▶ **Exercises**
A: From the plasma article, transcribe the passage starting with "NHS firm shipped" and going on through "hepatitis C positive.".
B: Render this sentence from the plasma article into Spanish: "Life Resources owns 24 plasma supply firms in the US."
C: Write the next part of the plasma article, picking up after its final sentence.

▶ **Source extract**
::::::
NHS firm shipped contaminated blood plasma

A private American blood bank, bought last week by the Department of Health to ensure contamination-free supplies to the NHS has repeatedly had to recall its products, The Independent on Sunday can reveal. In one case, it shipped blood that had not been tested for viruses such as HIV, and in another, it distributed plasma that was hepatitis C positive.

The DoH bought Life Resources for £50m to get plasma for haemophiliacs and patients with burns or immune disorders. Since 1998 plasma has been shipped from the United States, due to the risk of UK plasma being contaminated by CJD, the human form of mad cow disease. Life Resources owns 24 plasma supply firms in the US.

But there have been five instances in the past five years when its companies have recalled plasma. These include an incident in 2000 when plasma was taken from a donor who was at increased risk of CJD; an incident in 1998 when a batch included material from an "unsuitable donor"; and in 1999, a donor was in prison and had tattoos, which should disqualify donors.
::::::
▶ **Data shown**
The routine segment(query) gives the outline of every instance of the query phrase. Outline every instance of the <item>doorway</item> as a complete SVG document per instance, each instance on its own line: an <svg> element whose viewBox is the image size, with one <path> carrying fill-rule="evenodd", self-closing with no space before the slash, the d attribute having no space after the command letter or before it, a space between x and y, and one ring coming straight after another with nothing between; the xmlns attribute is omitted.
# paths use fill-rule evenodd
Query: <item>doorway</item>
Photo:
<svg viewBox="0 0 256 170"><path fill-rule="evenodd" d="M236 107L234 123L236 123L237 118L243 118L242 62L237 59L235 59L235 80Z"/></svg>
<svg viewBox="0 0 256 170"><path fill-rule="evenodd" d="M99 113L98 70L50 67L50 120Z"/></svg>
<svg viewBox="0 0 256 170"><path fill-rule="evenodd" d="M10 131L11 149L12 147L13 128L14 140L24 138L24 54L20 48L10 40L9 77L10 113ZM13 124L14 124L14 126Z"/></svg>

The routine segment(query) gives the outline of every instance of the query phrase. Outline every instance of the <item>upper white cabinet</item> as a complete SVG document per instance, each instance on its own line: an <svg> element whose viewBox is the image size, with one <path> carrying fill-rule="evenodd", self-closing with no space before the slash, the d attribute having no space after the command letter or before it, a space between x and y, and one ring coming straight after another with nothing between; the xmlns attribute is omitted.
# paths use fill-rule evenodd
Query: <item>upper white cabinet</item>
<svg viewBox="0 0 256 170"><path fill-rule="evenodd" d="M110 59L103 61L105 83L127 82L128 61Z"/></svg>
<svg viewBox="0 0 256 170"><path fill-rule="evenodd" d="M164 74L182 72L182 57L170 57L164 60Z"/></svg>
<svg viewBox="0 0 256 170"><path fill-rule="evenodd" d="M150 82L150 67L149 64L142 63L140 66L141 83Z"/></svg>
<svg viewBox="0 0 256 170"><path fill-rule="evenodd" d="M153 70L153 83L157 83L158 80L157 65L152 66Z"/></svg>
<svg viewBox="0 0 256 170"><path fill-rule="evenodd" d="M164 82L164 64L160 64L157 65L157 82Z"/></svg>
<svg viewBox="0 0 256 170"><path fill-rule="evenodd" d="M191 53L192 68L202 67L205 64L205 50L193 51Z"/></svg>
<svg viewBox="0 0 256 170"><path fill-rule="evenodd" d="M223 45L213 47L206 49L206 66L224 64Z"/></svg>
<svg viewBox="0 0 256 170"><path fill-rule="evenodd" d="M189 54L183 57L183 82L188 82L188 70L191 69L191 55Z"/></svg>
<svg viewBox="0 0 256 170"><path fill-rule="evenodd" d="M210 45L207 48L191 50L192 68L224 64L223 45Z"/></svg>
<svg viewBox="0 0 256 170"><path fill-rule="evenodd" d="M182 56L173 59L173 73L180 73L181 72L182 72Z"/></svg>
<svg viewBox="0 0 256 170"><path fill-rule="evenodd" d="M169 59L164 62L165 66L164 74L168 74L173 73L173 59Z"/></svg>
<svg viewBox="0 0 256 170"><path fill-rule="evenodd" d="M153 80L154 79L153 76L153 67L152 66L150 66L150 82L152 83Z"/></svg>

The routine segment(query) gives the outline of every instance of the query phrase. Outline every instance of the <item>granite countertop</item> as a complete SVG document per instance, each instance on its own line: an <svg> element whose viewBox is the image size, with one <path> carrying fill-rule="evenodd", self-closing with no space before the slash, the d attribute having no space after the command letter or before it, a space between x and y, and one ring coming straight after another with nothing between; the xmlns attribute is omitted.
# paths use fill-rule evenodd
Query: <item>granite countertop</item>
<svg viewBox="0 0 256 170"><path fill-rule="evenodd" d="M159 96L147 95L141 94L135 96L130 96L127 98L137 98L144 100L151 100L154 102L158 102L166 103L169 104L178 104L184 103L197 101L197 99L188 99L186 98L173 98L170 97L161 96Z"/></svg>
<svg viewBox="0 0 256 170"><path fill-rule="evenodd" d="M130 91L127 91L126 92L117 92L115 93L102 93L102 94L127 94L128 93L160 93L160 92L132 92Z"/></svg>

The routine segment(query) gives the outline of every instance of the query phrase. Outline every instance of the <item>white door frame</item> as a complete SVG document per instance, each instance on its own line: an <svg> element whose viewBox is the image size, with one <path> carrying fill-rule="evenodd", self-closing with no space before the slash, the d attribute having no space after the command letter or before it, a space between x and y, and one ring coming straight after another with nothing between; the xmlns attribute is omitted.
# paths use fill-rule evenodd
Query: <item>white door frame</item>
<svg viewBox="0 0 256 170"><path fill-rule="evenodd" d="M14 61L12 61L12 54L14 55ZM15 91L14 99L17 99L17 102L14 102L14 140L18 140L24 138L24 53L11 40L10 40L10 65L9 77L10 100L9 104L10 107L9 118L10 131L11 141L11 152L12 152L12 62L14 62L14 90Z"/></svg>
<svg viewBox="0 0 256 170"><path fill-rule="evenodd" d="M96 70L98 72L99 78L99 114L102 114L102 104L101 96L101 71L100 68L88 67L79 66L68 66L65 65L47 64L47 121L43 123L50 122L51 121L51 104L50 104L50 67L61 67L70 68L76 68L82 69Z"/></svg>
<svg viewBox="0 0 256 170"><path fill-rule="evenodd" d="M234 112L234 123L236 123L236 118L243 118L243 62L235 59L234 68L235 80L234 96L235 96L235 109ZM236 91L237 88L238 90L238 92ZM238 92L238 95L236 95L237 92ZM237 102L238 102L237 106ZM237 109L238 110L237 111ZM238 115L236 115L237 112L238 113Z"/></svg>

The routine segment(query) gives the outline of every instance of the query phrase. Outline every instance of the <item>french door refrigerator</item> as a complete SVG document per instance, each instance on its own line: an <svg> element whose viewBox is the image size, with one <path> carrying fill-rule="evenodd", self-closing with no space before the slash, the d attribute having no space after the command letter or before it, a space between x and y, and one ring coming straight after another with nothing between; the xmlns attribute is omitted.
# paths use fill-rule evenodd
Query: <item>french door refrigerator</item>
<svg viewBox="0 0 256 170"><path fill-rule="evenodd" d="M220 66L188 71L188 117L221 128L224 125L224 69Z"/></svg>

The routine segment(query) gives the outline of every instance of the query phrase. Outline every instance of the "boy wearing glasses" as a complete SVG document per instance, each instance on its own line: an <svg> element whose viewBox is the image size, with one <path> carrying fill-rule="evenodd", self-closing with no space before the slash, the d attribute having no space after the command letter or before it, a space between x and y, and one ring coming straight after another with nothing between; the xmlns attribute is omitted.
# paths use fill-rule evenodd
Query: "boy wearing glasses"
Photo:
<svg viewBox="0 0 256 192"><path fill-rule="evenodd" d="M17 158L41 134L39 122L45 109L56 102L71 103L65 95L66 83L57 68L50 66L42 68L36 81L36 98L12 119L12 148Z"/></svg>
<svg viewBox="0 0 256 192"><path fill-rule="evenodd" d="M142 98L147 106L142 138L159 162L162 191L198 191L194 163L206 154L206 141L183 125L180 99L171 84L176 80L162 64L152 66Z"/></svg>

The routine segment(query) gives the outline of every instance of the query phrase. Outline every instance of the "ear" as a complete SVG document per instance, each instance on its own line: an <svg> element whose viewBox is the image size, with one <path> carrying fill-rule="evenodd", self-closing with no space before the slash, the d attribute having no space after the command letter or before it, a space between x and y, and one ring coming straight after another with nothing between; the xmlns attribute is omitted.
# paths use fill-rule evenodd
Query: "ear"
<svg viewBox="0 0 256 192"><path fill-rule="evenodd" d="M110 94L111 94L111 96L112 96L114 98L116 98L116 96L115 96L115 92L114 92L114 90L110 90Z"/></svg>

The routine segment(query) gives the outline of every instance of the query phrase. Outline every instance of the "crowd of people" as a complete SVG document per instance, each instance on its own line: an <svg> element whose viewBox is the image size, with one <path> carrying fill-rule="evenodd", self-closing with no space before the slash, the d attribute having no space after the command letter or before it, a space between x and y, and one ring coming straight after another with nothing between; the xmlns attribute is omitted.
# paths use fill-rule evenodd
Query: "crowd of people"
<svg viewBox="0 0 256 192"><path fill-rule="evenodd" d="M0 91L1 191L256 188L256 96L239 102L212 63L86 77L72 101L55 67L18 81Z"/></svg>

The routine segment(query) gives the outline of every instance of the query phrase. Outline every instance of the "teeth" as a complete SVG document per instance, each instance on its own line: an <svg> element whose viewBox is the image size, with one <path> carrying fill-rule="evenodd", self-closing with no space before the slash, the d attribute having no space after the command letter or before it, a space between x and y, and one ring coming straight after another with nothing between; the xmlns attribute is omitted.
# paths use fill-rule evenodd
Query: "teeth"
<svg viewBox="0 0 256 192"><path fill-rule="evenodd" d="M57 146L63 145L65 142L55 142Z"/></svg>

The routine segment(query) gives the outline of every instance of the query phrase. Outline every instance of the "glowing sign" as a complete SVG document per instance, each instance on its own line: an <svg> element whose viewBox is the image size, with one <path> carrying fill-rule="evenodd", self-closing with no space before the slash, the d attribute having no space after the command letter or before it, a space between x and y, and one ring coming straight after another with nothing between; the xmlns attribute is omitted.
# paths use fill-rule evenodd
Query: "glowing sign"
::::::
▶ **Exercise answers**
A:
NHS firm shipped contaminated blood plasma

A private American blood bank, bought last week by the Department of Health to ensure contamination-free supplies to the NHS has repeatedly had to recall its products, The Independent on Sunday can reveal. In one case, it shipped blood that had not been tested for viruses such as HIV, and in another, it distributed plasma that was hepatitis C positive.

B: Life Resources es propietaria de 24 empresas de suministro de plasma en Estados Unidos.

C:
And, in 1996 one of the subsidiaries, DCI Biologicals Inc, New Mexico, received a warning from the US regulator, the Food and Drug Administration, that rules had been breached after a shipment of plasma tested positive for hepatitis C, and as not tested for HIV. In America, unlike Britain, people are paid for donating plasma.

The DoH said all plasma was checked for viruses in the UK, and was also heat-treated to inactivate any viruses. The DoH said all the companies' facilities had been inspected prior to purchase.

But the events add weight to a campaign by The Haemophilia Society, which wants those who have the disease to be given artificially-made plasma products, after a series of scandals where they were infected through contaminated plasma. It lists the UK as the worst in a league of 17 developed countries for providing safe treatment for haemophilia.

Late last month, a warning went out to haemophiliacs in Scotland and Ireland saying they were at risk of contracting CJD, because a donor in the 1980s had later developed the disease. In the 1970s and early 1980s many haemophiliacs were infected with hepatitis and HIV.